Beginning at the first line of the material, output each line exactly until you reach and include the line containing "340L325 318L313 311L295". Leave every picture out.

§ **Data shown**
====================
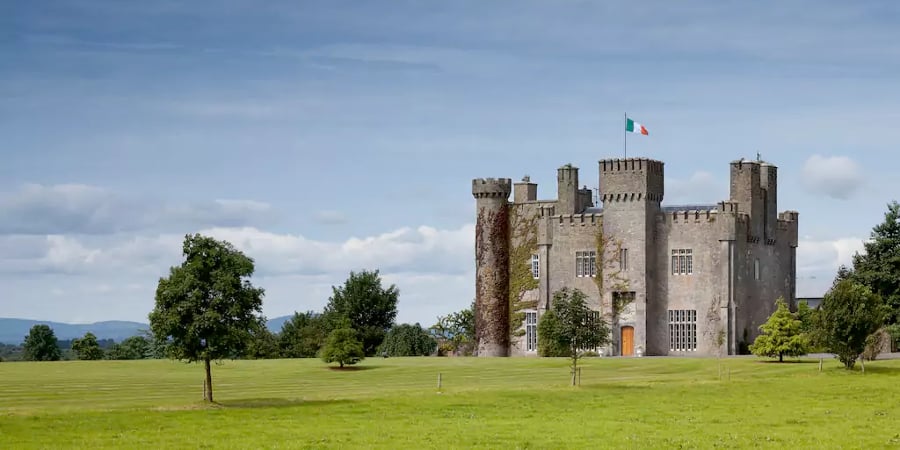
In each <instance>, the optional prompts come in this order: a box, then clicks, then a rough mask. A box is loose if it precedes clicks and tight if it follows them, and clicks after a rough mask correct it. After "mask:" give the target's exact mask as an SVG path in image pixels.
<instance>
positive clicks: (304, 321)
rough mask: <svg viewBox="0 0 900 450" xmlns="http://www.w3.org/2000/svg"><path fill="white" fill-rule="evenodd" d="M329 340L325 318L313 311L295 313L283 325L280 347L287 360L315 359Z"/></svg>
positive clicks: (283, 354) (327, 326) (278, 345)
mask: <svg viewBox="0 0 900 450" xmlns="http://www.w3.org/2000/svg"><path fill="white" fill-rule="evenodd" d="M327 338H328V324H327V323H326V321H325V318H324V317H322V316H321V315H319V314H316V313H314V312H312V311H307V312H305V313H298V312H295V313H294V316H293V317H291V318H290V319H289V320H287V321H285V322H284V324H282V325H281V333H280V336H279V338H278V346H279V347H280V348H281V355H282V356H283V357H285V358H314V357H315V356H316V353H318V352H319V349H320V348H322V346H323V345H325V340H326V339H327Z"/></svg>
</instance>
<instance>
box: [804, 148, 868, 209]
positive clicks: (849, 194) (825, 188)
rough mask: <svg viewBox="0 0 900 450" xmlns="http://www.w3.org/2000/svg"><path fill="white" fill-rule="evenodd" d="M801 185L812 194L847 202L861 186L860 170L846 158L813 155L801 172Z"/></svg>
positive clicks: (852, 163) (820, 155)
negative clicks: (827, 196) (801, 181)
mask: <svg viewBox="0 0 900 450" xmlns="http://www.w3.org/2000/svg"><path fill="white" fill-rule="evenodd" d="M802 177H803V185H804V187H805V188H806V189H807V190H808V191H809V192H811V193H813V194H824V195H825V196H828V197H831V198H835V199H839V200H847V199H849V198H850V197H852V196H853V194H854V193H855V192H856V191H857V190H858V189H859V188H860V186H862V184H863V181H864V180H863V174H862V169H861V168H860V167H859V165H858V164H857V163H856V161H853V160H852V159H850V158H848V157H846V156H830V157H825V156H821V155H813V156H811V157H809V159H807V160H806V163H804V165H803V171H802Z"/></svg>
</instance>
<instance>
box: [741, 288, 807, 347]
mask: <svg viewBox="0 0 900 450" xmlns="http://www.w3.org/2000/svg"><path fill="white" fill-rule="evenodd" d="M759 330H760V331H762V334H760V335H759V336H757V338H756V340H755V341H754V342H753V344H751V345H750V351H751V352H753V354H754V355H756V356H766V357H769V358H774V357H778V362H784V357H785V356H802V355H805V354H807V353H808V352H809V349H808V347H809V343H808V341H807V337H806V335H804V334H803V322H801V321H800V320H799V319H797V318H795V317H794V315H793V314H792V313H791V311H790V310H789V309H788V307H787V303H785V302H784V297H778V299H777V300H775V312H773V313H772V315H771V316H769V320H767V321H766V323H764V324H762V325H760V326H759Z"/></svg>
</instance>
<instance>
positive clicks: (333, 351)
mask: <svg viewBox="0 0 900 450" xmlns="http://www.w3.org/2000/svg"><path fill="white" fill-rule="evenodd" d="M321 357H322V360H323V361H325V362H326V363H330V362H336V363H338V364H340V367H341V368H343V367H344V364H348V365H350V364H356V363H358V362H359V361H362V360H363V358H365V354H364V352H363V346H362V343H361V342H360V341H359V338H358V337H357V333H356V331H355V330H352V329H350V328H338V329H336V330H334V331H332V332H331V333H330V334H329V335H328V340H327V341H326V342H325V346H324V347H322V353H321Z"/></svg>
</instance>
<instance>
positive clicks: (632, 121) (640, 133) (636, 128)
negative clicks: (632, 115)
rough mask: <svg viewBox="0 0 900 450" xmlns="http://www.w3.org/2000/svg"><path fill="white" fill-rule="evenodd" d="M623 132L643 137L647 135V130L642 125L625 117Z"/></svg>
mask: <svg viewBox="0 0 900 450" xmlns="http://www.w3.org/2000/svg"><path fill="white" fill-rule="evenodd" d="M625 131H629V132H632V133H640V134H643V135H645V136H646V135H649V133H647V128H645V127H644V126H643V125H641V124H639V123H637V122H635V121H633V120H631V119H629V118H627V117H626V118H625Z"/></svg>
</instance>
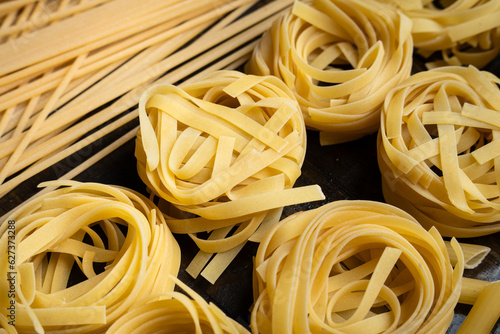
====================
§ **Answer to this problem**
In each <instance>, the optional prompts come in this order: a box, then clicks, then a rough mask. A box is loose if it precedes clicks and tight if it follows them, and clicks after a rough mask correct it. After "mask:" give the target's exact mask as an SVG path in image pixels.
<instance>
positive clicks: (304, 321)
rough mask: <svg viewBox="0 0 900 450" xmlns="http://www.w3.org/2000/svg"><path fill="white" fill-rule="evenodd" d="M329 340L325 318L313 311L295 313L283 325L280 347L287 360L315 359Z"/></svg>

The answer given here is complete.